Using the information »
1/ Name every person identified by name in the article on the Taunsa HIV outbreak.
2/ In the article on the Taunsa HIV outbreak, how many children were diagnosed with HIV in Taunsa between November 2024 and October 2025?
3/ Write a continuation of the article on the Taunsa HIV outbreak, starting after its final sentence.

Document extract »
========================================

Hospital at centre of child HIV outbreak caught reusing syringes in undercover filming
Hospital at Centre of Child HIV Outbreak Caught Reusing Syringes in Undercover Filming
HIV Outbreak in Taunsa
In late 2024, a doctor at a local private clinic linked an HIV outbreak to THQ Taunsa Hospital in Punjab, Pakistan. The provincial government later suspended the hospital’s medical superintendent in March 2025, but an undercover investigation revealed unsafe practices persisted well into late 2025. Over 32 hours of filming, staff were observed reusing syringes on shared vials of medication on ten separate occasions, risking viral spread among patients.
Tragic Stories of Two Children
Eight-year-old Mohammed Amin succumbed to HIV shortly after testing positive, with his mother, Sughra, describing his agony as “like he’d been thrown in hot oil.” His sister, Asma, who was ten, also contracted the virus during routine treatment at the same hospital. The siblings’ families believe both infections stemmed from contaminated needles, placing them among 331 children diagnosed with HIV in Taunsa between November 2024 and October 2025.

========================================

Data extract »
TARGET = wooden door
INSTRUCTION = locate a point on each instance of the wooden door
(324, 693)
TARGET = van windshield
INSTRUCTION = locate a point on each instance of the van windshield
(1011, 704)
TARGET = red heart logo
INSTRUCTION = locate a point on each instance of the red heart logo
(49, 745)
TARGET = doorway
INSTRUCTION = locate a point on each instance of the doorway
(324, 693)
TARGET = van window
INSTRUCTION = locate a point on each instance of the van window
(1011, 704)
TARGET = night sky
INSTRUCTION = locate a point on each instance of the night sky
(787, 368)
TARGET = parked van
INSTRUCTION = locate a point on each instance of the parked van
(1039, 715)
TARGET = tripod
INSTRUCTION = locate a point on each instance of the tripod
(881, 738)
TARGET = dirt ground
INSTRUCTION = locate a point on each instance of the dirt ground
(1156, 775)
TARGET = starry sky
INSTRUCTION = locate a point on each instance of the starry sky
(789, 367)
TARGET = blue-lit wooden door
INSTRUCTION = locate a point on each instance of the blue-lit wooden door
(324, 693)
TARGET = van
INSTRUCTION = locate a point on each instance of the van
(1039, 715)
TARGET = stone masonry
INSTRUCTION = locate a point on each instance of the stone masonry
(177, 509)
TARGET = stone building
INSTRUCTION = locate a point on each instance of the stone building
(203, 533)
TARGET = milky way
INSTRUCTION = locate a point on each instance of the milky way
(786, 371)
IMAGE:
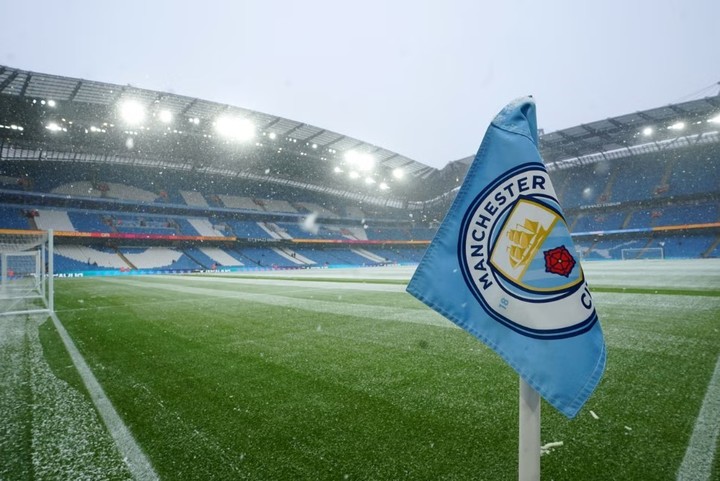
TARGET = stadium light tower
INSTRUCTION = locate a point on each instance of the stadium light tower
(132, 112)
(360, 161)
(235, 128)
(165, 116)
(677, 126)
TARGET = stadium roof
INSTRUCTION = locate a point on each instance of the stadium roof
(309, 153)
(620, 136)
(25, 84)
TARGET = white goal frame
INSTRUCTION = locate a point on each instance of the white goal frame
(643, 253)
(26, 272)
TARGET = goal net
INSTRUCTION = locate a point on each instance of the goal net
(26, 263)
(648, 253)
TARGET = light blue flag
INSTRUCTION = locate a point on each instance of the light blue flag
(503, 267)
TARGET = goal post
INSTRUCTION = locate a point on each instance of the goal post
(26, 272)
(647, 253)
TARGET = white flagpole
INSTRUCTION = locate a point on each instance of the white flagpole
(529, 437)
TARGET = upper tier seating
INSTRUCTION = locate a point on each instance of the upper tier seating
(12, 218)
(194, 198)
(235, 202)
(53, 219)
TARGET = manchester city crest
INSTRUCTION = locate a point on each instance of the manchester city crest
(517, 257)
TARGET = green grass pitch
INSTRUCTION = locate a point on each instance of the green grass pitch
(319, 378)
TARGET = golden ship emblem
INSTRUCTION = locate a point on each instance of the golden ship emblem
(525, 240)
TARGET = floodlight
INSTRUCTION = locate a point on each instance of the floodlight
(235, 128)
(132, 112)
(165, 116)
(677, 126)
(361, 161)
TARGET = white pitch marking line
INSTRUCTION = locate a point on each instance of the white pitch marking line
(698, 460)
(132, 454)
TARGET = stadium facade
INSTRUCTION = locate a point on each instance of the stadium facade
(133, 181)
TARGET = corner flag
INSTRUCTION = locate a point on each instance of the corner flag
(503, 267)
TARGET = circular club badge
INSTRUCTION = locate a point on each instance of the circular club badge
(518, 259)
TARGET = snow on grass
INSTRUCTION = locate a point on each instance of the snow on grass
(389, 313)
(55, 429)
(698, 274)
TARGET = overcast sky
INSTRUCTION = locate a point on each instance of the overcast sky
(416, 77)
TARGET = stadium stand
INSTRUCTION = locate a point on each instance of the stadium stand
(623, 195)
(194, 198)
(272, 205)
(235, 202)
(12, 218)
(53, 219)
(204, 227)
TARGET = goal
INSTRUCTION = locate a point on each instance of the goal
(647, 253)
(26, 272)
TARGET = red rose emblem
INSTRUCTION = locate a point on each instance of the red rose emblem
(559, 261)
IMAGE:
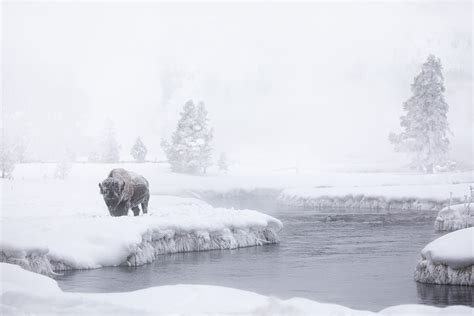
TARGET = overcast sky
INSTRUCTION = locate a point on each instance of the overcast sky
(282, 82)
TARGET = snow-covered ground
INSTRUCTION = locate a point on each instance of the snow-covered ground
(54, 240)
(448, 259)
(455, 217)
(405, 197)
(23, 292)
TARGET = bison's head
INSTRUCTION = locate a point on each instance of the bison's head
(112, 189)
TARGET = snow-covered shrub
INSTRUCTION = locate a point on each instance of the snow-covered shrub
(455, 217)
(139, 150)
(190, 148)
(448, 259)
(222, 163)
(425, 124)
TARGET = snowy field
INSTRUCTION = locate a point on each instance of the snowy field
(37, 209)
(455, 217)
(49, 224)
(23, 292)
(448, 259)
(44, 241)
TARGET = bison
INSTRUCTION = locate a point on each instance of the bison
(124, 190)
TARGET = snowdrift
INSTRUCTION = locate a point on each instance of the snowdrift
(455, 217)
(400, 197)
(23, 292)
(47, 244)
(448, 259)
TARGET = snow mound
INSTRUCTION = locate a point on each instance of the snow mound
(448, 259)
(23, 292)
(400, 197)
(455, 217)
(47, 244)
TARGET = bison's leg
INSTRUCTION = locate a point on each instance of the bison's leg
(136, 211)
(145, 204)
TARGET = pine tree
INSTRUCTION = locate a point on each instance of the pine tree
(425, 124)
(190, 149)
(139, 150)
(109, 147)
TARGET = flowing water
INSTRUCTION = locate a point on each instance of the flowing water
(360, 259)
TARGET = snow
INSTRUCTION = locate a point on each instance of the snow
(54, 241)
(405, 197)
(448, 259)
(23, 292)
(455, 217)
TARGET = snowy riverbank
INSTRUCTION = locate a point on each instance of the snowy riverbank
(23, 292)
(400, 197)
(455, 217)
(448, 259)
(50, 242)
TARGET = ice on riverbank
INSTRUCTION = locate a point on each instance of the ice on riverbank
(83, 241)
(448, 259)
(401, 197)
(23, 292)
(455, 217)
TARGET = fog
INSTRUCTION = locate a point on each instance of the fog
(307, 83)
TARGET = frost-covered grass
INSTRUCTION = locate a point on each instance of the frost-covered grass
(23, 292)
(93, 240)
(455, 217)
(448, 259)
(404, 197)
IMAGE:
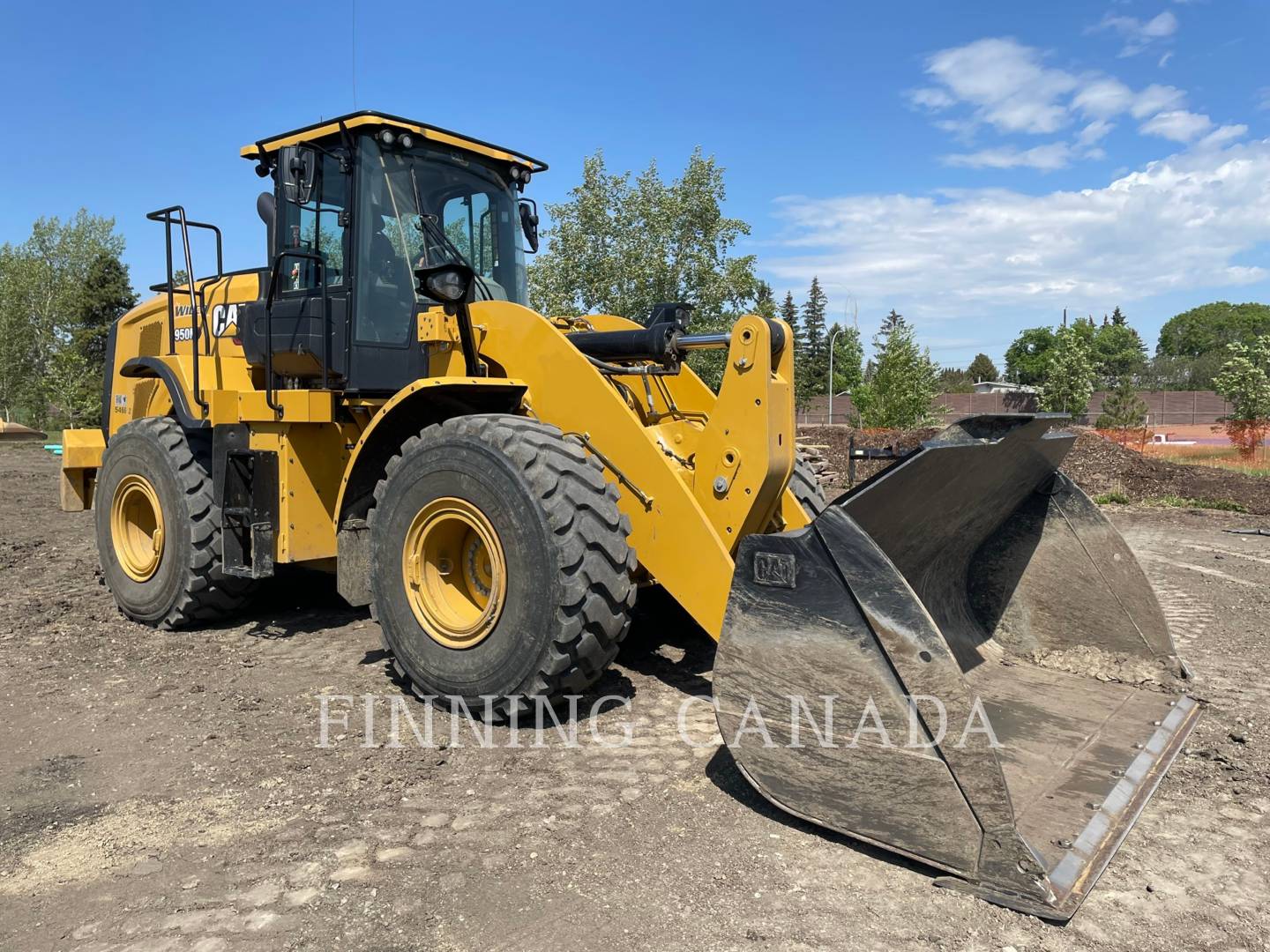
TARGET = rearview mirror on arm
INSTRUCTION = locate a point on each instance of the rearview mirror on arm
(530, 222)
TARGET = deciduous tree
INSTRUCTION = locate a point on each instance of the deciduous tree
(1070, 374)
(1244, 383)
(982, 368)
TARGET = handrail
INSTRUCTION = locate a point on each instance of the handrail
(268, 323)
(197, 300)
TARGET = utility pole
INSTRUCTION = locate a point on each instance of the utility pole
(832, 338)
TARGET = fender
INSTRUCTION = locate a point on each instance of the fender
(409, 410)
(156, 367)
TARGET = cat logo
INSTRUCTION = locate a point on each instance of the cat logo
(225, 320)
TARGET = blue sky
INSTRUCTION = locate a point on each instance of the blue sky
(975, 165)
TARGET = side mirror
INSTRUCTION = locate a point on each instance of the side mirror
(450, 285)
(530, 222)
(297, 170)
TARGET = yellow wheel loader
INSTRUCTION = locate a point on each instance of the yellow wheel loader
(959, 660)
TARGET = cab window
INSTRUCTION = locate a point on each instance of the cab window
(315, 227)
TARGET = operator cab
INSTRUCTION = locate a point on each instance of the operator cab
(360, 204)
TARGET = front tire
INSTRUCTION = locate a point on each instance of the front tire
(159, 530)
(499, 562)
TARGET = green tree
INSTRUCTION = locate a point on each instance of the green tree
(43, 283)
(1117, 352)
(1244, 383)
(982, 368)
(1027, 357)
(17, 334)
(1211, 328)
(1123, 410)
(1070, 374)
(107, 294)
(955, 381)
(788, 314)
(903, 383)
(813, 326)
(1162, 372)
(765, 303)
(619, 247)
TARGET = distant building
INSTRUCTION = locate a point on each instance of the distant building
(1000, 386)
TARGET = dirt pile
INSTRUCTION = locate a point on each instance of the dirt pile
(1100, 465)
(1097, 465)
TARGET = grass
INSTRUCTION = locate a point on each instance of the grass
(1229, 505)
(1113, 496)
(1120, 498)
(1217, 457)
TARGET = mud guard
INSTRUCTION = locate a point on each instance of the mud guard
(960, 661)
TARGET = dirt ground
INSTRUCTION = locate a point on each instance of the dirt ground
(167, 791)
(1096, 464)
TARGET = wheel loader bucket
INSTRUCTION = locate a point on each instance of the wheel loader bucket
(961, 661)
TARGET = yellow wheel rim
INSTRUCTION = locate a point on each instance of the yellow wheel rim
(453, 571)
(136, 527)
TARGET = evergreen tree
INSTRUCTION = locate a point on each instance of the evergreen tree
(765, 303)
(903, 383)
(107, 294)
(982, 368)
(788, 314)
(813, 323)
(1123, 410)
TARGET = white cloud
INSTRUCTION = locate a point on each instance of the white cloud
(1006, 83)
(1047, 158)
(1156, 98)
(1095, 132)
(1104, 98)
(1139, 34)
(930, 98)
(1177, 124)
(1222, 135)
(1180, 222)
(1010, 89)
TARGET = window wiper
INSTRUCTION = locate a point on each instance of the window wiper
(429, 222)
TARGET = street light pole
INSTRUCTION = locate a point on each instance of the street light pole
(832, 338)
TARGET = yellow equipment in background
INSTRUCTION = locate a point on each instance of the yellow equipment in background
(380, 403)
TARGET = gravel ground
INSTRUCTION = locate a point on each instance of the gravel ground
(167, 791)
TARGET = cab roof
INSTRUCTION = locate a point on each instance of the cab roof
(367, 117)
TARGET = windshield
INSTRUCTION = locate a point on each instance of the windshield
(469, 213)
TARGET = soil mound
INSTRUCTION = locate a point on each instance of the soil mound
(1097, 465)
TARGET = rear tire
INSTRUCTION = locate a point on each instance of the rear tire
(153, 464)
(559, 573)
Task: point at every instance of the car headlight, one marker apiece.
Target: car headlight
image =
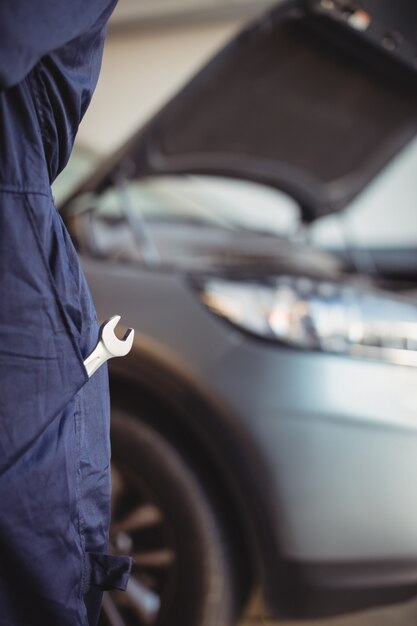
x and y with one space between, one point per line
324 316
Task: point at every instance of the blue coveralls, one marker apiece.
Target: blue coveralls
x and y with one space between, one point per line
54 422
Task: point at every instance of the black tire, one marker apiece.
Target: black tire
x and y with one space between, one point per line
182 558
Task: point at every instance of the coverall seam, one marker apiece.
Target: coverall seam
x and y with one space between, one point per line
58 303
80 520
22 191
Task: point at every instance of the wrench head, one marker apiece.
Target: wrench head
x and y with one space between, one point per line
114 345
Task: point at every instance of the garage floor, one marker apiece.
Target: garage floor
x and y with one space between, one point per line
401 615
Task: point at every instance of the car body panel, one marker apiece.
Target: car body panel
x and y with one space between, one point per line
312 428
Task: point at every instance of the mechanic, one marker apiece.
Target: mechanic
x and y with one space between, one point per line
54 421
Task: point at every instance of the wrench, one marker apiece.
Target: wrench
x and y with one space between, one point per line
109 345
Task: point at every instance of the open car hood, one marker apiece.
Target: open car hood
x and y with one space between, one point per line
313 98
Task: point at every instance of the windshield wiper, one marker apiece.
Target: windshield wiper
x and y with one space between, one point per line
137 223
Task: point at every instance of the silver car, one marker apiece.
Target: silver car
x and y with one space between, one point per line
260 235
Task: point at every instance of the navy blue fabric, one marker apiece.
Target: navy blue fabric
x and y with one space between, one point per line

========================================

Answers for this exercise »
1/ Mohammed Amin, Sughra, Asma

2/ 331 children

3/
Unsafe Injection Practices
During the covert footage, staff—including a physician—were seen administering injections without sterile gloves 66 times. A nurse was also captured retrieving used medical waste without proper protection. Dr. Altaf Ahmed, a microbiology consultant, warned that even with new needles, the syringe body could carry the virus, creating a “clear risk of transmission.” Another expert noted that the footage exposed broader gaps in Pakistan’s infection control training.
Questions About Transmission Sources
Of 97 HIV-positive children whose families were tested, only four mothers tested positive, suggesting mother-to-child spread was minimal. The provincial AIDS screening data attributes over half of the 331 cases to “contaminated needle,” though the exact mode is unspecified for others. The hospital’s new superintendent, Dr. Qasim Buzdar, disputed the authenticity of the footage, claiming it could have been staged or recorded before his tenure.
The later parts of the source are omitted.